## Task brief
Find all the lines in the entries below that hold the word "lawn" and copy them.

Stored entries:
· · · · · · ·
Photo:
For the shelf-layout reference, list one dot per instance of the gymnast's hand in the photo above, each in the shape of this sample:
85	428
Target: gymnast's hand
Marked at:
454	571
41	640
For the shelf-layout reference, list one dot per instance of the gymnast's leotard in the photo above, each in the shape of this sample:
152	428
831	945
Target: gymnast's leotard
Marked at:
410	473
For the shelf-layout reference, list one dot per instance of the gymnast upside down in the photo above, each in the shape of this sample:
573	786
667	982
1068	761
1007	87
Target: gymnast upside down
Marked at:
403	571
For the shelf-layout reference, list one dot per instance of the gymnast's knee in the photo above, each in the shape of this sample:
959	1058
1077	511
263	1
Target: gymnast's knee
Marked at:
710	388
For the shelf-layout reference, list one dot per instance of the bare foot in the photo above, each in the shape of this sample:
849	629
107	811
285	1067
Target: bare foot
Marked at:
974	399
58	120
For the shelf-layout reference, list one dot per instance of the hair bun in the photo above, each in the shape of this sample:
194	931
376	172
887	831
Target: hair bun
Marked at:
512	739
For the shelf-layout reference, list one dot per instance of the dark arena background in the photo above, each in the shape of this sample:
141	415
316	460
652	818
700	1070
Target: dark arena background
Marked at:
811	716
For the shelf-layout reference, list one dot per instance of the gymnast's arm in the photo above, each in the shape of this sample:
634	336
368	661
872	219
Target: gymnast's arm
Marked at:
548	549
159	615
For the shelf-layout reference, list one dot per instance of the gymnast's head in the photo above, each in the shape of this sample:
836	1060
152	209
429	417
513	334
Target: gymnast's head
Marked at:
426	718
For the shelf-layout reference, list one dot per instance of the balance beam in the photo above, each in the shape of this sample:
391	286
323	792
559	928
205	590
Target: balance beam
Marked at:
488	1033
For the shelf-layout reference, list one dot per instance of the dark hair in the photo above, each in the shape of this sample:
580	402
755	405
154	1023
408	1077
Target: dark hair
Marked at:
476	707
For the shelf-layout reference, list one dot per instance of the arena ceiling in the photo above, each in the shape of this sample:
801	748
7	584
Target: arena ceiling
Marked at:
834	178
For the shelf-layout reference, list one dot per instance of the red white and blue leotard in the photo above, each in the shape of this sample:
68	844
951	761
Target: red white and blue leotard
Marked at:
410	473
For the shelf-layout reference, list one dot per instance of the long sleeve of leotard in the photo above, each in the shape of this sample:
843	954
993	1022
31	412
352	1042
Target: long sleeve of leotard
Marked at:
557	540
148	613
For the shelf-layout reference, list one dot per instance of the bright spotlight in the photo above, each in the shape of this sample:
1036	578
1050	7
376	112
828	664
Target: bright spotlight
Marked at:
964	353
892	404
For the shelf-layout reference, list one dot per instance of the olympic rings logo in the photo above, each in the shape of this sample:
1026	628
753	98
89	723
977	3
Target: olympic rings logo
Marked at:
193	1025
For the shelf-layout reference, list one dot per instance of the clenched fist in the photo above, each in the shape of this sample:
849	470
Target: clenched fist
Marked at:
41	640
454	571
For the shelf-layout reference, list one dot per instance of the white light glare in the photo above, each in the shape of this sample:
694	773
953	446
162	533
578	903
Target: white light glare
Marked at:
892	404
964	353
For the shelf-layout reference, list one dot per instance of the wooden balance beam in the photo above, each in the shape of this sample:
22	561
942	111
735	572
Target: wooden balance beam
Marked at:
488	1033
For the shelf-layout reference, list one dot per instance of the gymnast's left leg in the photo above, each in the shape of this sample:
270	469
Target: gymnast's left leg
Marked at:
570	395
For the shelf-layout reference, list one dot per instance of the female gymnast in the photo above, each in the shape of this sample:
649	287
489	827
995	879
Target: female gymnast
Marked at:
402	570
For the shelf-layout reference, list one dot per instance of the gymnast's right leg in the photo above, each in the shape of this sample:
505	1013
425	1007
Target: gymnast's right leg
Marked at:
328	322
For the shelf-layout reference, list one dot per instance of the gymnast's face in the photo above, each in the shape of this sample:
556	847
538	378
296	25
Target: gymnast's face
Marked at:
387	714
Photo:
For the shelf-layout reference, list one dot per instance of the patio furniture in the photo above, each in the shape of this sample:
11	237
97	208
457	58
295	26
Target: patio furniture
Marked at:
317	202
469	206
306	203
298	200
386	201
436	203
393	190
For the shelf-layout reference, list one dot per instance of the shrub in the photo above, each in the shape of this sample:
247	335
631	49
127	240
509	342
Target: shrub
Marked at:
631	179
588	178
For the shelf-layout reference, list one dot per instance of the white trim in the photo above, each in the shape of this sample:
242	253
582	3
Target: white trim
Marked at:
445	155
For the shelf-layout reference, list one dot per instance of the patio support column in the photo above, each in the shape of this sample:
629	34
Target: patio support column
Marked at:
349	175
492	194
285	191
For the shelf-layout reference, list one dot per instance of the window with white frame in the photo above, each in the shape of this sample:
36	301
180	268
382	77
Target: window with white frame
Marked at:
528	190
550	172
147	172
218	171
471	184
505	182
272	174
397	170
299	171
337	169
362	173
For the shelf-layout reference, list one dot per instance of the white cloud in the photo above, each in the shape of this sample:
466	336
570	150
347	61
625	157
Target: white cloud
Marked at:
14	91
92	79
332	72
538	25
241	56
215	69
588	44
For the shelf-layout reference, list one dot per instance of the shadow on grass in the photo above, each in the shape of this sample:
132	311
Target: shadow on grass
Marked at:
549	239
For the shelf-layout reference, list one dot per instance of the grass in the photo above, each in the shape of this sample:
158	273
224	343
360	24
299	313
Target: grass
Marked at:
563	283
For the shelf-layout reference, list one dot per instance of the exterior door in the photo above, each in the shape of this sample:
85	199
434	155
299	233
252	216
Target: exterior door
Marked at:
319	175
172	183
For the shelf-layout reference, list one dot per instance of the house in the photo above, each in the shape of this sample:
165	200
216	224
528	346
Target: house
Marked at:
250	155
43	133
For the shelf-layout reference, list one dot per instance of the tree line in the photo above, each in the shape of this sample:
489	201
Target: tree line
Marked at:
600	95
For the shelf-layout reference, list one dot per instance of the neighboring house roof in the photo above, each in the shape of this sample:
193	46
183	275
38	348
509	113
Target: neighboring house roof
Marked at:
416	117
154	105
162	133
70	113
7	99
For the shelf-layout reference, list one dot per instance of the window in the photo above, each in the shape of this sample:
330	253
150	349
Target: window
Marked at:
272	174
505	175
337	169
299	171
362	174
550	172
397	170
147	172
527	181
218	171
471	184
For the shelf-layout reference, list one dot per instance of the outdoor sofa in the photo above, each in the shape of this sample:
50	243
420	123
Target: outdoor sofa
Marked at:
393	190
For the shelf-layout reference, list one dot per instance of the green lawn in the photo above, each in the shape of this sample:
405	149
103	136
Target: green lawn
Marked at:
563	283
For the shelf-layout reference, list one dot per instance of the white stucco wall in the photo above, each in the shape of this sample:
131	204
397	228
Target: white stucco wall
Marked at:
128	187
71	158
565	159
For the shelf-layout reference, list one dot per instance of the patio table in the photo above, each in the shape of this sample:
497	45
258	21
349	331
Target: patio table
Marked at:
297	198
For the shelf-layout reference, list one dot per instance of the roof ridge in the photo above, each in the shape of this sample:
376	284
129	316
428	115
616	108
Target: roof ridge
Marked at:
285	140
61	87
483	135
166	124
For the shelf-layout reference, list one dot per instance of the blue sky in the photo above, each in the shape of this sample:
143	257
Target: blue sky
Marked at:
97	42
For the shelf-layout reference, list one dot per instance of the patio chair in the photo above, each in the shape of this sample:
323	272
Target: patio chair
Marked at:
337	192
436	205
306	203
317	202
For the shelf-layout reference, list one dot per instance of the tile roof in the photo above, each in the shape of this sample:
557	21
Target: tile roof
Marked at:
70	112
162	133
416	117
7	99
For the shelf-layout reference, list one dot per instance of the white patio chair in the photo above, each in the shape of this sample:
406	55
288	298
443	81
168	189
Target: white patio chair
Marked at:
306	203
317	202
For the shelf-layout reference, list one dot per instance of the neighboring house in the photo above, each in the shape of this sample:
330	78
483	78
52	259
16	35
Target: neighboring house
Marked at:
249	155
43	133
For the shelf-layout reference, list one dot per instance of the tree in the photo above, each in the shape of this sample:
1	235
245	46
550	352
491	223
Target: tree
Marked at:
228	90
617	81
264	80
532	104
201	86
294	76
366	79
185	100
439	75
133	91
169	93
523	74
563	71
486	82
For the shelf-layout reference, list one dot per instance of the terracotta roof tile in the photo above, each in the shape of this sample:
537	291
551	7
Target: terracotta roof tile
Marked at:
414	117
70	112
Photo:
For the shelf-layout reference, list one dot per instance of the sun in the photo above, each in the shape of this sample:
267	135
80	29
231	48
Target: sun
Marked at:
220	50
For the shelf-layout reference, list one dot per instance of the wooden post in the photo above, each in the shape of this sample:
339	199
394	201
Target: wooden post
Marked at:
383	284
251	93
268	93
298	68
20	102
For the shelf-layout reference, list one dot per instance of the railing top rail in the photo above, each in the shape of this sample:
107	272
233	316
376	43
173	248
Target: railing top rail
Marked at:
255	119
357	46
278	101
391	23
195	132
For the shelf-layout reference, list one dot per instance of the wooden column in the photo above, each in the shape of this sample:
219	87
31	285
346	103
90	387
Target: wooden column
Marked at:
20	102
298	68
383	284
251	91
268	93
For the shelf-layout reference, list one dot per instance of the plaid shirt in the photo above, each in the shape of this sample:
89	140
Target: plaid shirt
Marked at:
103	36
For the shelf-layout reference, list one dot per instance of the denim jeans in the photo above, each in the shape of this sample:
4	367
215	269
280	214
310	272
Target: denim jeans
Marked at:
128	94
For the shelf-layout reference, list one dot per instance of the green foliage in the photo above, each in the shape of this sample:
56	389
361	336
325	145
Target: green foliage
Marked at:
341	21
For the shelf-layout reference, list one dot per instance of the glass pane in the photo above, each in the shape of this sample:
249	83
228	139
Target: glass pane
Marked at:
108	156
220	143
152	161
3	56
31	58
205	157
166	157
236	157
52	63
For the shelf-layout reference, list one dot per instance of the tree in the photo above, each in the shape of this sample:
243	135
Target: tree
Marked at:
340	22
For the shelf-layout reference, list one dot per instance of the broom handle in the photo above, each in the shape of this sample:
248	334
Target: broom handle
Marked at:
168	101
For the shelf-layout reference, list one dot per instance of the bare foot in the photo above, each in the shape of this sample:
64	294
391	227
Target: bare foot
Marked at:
· · · · · · ·
## Answer below
For the shelf-layout reference, list one dot per instance of the green lawn in the photo above, each in the shape of this sample:
Target: green lawn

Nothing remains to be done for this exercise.